DIRECTIONS:
1 – In the truss analysis passage, what reaction force is found at point B, the right support?
2 – Quote the truss analysis passage word for word, from "From the above" up to and including "given as 2.5 kN.".

SOURCE PASSAGE:
·····

From the above equations, we solve for the reaction force at point B (the right support). In our example, this works out to be 2.5 kN in an upward direction. Now, if we take the sum of the forces in the y (vertical) direction, we find that support A (the left support) is also given as 2.5 kN.
Step 2: Consider one of the Supports:
Now that we have the reaction forces we can start the analysis of the rest of this truss structure. Firstly, we look to one of our known forces - in this case we will consider the left support reaction of +2.5 kN. Since we know this force occurs at this point, we will consider just this point in isolation. We repeat this process a number of times, so it is important to practice and learn the process in order to have a good grasp on how to solve axial forces in truss structures. So again, consider the first point at the support:
Zooming into this point, we see all the known forces acting on this point. From statics, we know that the forces in the x and y direction both must sum to zero. Accordingly, if we know that there is a upward vertical force, then there must be a downward force to counter act it. Since we already have the value of an upward facing force, then we will try to evaluate member number 1 first.
Here we require some knowledge of vectors. It is important to remember that all the forces must sum to zero for both the x and y direction. In our example, the horizontal distance is 3m while the vertical is 5m - leaving us with the hypotenuse equal to approximately 5.83 m. Using this, we can deduce that the normal force component of member 1 is equal to (5.83)/(5) times the vertical force of 2.5 kN. This equates to 2.92 kN, and MUST be a downward acting force if the point is to stay stationary.

·····

(Location labeling records)
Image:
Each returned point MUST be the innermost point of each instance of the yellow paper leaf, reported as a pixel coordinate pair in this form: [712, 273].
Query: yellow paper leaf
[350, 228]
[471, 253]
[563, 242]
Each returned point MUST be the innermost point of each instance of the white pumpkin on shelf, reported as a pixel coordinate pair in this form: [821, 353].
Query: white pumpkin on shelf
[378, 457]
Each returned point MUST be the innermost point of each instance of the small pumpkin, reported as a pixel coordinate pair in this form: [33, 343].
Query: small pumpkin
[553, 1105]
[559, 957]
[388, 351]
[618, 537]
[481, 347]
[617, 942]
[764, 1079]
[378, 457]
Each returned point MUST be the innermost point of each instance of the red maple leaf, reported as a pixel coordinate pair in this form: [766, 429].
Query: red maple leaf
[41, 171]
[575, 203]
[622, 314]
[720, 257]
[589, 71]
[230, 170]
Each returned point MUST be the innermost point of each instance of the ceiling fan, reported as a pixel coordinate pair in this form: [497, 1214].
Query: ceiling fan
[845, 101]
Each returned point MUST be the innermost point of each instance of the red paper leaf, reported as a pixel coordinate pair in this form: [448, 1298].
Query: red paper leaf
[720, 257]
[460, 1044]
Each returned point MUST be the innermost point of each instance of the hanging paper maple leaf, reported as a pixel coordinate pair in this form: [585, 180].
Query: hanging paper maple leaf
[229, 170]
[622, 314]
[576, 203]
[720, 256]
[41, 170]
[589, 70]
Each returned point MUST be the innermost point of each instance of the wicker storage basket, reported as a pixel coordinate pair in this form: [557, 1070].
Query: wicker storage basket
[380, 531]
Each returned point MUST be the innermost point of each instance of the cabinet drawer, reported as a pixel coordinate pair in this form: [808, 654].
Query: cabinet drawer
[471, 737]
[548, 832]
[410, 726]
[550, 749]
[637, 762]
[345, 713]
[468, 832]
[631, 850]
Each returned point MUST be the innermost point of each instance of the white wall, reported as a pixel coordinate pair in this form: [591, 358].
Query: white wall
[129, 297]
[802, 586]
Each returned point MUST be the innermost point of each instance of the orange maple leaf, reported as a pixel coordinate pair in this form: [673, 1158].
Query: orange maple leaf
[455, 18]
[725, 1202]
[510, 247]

·····

TASK-BY-TASK OUTPUTS:
1 – 2.5 kN in an upward direction.

2 –
From the above equations, we solve for the reaction force at point B (the right support). In our example, this works out to be 2.5 kN in an upward direction. Now, if we take the sum of the forces in the y (vertical) direction, we find that support A (the left support) is also given as 2.5 kN.